> Given instruction A: In the comments about Alta and bike share, reproduce the passage starting with "Mia beloved in" and going on through "do with planning.", switching "Alta" to "the firm".

> Page excerpt:
────────────────────────────────────────

Do you think your local bike mechanic can live on $7.25 an hour?
Am I misunderstanding your objection here?
The last time I enjoyed median comfort on $7.25 an hour was 1981.
Here is a video on their program in Washington. Alta made millions. Shouldn’t workers be paid fairly?
I have a good friend who works at the City, and have heard through him that when Alta were subcontracted a few years back by PBOT to run elements of their Safe Routes to Schools projects, it was a DISASTER. Alta didn’t seem to have much of a clue what they were doing, and PBOT had to go over their finance figures multiple times. Don’t know the specifics, but I heard a lot of rumors.
From what I understand, Alta does some things very well – ie planning for bike routes. But anything else, it is really just beyond their current capacity, and they are over-extending themselves without really training their staff to cope.
Is the technology at risk of being outdated?
How does this company still keep getting business when it is apparent that it isn’t capable of performing the tasks that it promises. Are her shortcomings being overlooked by some because the prospect of bike share clouds judgement? Where is the competition?
Mia beloved in this city? Really? She has done many good things, but her book is part fiction. It would seem that her company is as well.
Alta isn’t even necessarily all that good at bicycle planning. They did a horrible job on the 2001 bicycle plan in the Bay Area; others essentially had to step in to finish the job for them because they could not, and they were not asked back to complete the 2004 update to that plan.
Also, don’t I recall them screwing up something very simple and integral related to that bicycle/pedestrian over-crossing of I-5 leading to the South Waterfront….?
Not to throw mud at Alta, but in my experience they don’t finish the job to the high degree of quality that one would expect from a leader in a field. This bike-sharing debacle confirms my fears that they might have the same issues when it comes to operations that they do with planning.
Portland should definitely make sure it has a contractual “out”, should things look like they are going south with Alta regarding their contract for bike-sharing here.

────────────────────────────────────────

> Data for this exercise:
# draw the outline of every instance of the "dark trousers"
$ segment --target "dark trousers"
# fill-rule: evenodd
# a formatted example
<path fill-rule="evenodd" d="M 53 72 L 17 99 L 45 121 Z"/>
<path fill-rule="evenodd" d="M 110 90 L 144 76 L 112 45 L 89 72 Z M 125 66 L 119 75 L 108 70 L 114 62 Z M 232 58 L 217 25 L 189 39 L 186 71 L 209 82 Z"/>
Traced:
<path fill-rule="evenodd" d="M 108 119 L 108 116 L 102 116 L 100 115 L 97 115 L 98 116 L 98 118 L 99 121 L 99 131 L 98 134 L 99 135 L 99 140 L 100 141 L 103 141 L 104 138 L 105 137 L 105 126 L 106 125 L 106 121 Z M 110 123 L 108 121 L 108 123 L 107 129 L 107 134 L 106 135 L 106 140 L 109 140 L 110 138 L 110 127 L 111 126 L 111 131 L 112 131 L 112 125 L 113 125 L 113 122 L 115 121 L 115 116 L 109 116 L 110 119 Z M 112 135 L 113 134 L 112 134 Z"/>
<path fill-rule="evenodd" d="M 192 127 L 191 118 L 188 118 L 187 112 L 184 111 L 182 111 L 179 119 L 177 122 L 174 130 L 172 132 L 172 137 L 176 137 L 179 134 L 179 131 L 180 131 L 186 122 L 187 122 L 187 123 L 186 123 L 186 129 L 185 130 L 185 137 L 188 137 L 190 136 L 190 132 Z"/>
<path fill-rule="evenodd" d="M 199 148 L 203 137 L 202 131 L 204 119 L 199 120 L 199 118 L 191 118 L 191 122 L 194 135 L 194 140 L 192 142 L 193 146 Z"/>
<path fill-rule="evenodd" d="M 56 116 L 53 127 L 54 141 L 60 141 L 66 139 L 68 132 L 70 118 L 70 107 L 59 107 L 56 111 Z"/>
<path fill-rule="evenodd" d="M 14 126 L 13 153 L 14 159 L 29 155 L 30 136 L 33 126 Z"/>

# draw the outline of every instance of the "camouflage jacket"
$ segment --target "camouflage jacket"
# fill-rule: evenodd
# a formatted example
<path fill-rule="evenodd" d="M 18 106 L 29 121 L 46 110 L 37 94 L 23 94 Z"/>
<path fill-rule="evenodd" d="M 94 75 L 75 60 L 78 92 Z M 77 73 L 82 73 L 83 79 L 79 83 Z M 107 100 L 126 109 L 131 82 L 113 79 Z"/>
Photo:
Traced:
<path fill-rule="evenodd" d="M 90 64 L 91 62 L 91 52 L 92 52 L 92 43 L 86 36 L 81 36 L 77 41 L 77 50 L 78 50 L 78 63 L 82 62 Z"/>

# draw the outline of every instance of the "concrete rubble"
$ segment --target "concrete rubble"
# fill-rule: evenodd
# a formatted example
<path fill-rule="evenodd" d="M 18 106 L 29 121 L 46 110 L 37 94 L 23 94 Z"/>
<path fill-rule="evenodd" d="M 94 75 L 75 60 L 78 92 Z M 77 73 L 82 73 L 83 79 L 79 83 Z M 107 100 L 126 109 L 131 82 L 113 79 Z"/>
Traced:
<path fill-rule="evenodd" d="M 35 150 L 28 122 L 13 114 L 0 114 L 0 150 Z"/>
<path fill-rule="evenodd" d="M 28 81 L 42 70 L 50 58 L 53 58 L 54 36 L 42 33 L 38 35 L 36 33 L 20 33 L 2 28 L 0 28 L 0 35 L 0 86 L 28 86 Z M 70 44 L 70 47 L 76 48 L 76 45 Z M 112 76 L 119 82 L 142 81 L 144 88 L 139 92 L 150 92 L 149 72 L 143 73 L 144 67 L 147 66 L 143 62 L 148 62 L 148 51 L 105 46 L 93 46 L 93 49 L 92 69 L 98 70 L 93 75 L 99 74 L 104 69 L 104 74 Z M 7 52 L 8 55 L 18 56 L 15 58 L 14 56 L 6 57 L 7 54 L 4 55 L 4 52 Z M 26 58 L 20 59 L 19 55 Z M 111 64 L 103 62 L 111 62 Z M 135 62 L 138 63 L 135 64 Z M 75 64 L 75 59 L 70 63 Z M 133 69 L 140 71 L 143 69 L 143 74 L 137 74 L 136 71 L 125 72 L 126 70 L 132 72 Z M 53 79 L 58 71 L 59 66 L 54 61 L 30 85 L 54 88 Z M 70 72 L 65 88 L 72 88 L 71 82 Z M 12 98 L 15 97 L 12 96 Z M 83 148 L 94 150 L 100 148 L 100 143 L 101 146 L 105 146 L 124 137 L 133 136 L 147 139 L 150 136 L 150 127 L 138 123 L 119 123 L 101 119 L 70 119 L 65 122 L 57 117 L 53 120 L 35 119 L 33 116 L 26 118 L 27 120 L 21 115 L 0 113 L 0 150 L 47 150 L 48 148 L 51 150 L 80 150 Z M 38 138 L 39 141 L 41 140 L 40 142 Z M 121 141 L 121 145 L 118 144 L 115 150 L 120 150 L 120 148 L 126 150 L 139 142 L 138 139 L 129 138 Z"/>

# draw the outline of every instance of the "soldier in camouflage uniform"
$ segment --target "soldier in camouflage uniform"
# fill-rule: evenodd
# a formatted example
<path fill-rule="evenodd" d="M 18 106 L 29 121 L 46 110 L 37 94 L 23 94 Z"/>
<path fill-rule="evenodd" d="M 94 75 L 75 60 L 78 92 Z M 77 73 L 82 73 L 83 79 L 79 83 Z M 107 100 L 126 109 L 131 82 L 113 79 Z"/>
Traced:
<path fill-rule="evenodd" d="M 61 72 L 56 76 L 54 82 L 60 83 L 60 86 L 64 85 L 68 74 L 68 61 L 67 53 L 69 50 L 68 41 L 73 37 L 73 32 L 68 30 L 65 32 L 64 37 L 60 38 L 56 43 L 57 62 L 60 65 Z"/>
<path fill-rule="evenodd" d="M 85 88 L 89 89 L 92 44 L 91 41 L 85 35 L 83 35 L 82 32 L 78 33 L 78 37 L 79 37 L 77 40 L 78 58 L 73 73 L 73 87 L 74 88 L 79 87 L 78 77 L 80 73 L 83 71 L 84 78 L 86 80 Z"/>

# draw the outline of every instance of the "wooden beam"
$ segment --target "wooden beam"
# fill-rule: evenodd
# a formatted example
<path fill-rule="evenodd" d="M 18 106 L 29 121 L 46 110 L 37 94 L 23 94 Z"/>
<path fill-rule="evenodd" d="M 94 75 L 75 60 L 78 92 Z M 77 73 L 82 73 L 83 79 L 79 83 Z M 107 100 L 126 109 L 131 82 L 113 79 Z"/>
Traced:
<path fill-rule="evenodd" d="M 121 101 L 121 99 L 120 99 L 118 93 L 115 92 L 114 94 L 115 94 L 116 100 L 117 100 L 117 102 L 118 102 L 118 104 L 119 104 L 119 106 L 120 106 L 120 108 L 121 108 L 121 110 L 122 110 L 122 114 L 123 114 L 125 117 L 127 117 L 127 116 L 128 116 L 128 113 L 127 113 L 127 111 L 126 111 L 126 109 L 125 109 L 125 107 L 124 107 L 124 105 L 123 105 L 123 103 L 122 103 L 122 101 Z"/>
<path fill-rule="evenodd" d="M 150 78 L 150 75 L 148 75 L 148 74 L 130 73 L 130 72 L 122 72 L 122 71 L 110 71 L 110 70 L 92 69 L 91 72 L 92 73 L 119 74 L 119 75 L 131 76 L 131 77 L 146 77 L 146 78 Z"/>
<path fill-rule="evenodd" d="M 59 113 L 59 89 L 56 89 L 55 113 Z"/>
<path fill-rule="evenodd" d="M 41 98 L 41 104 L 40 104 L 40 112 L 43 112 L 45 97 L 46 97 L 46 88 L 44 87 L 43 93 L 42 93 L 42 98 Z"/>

────────────────────────────────────────

> Given instruction B: Restate the records word for word, starting with their first line and going on through the line with "14 126 L 13", including both.

> Expected answer A:
Mia beloved in this city? Really? She has done many good things, but her book is part fiction. It would seem that her company is as well.
the firm isn’t even necessarily all that good at bicycle planning. They did a horrible job on the 2001 bicycle plan in the Bay Area; others essentially had to step in to finish the job for them because they could not, and they were not asked back to complete the 2004 update to that plan.
Also, don’t I recall them screwing up something very simple and integral related to that bicycle/pedestrian over-crossing of I-5 leading to the South Waterfront….?
Not to throw mud at the firm, but in my experience they don’t finish the job to the high degree of quality that one would expect from a leader in a field. This bike-sharing debacle confirms my fears that they might have the same issues when it comes to operations that they do with planning.

> Expected answer B:
# draw the outline of every instance of the "dark trousers"
$ segment --target "dark trousers"
# fill-rule: evenodd
# a formatted example
<path fill-rule="evenodd" d="M 53 72 L 17 99 L 45 121 Z"/>
<path fill-rule="evenodd" d="M 110 90 L 144 76 L 112 45 L 89 72 Z M 125 66 L 119 75 L 108 70 L 114 62 Z M 232 58 L 217 25 L 189 39 L 186 71 L 209 82 Z"/>
Traced:
<path fill-rule="evenodd" d="M 108 119 L 108 116 L 102 116 L 100 115 L 97 115 L 98 116 L 98 118 L 99 121 L 99 131 L 98 134 L 99 135 L 99 140 L 100 141 L 103 141 L 104 138 L 105 137 L 105 126 L 106 125 L 106 121 Z M 110 123 L 108 121 L 108 123 L 107 129 L 107 134 L 106 135 L 106 140 L 109 140 L 110 138 L 110 127 L 111 126 L 111 131 L 112 131 L 112 125 L 113 125 L 113 122 L 115 121 L 115 116 L 109 116 L 110 119 Z M 112 135 L 113 134 L 112 134 Z"/>
<path fill-rule="evenodd" d="M 192 127 L 191 118 L 188 118 L 187 112 L 184 111 L 182 111 L 179 119 L 177 122 L 174 130 L 172 132 L 172 137 L 176 137 L 179 134 L 179 131 L 180 131 L 186 122 L 187 122 L 187 123 L 186 123 L 186 129 L 185 130 L 185 137 L 188 137 L 190 136 L 190 132 Z"/>
<path fill-rule="evenodd" d="M 199 148 L 203 137 L 202 131 L 204 119 L 199 120 L 199 118 L 191 118 L 191 122 L 194 135 L 194 140 L 192 142 L 193 146 Z"/>
<path fill-rule="evenodd" d="M 56 116 L 53 127 L 54 141 L 60 141 L 66 139 L 68 132 L 70 118 L 70 107 L 59 107 L 56 111 Z"/>
<path fill-rule="evenodd" d="M 14 126 L 13 153 L 14 159 L 29 155 L 30 136 L 33 126 Z"/>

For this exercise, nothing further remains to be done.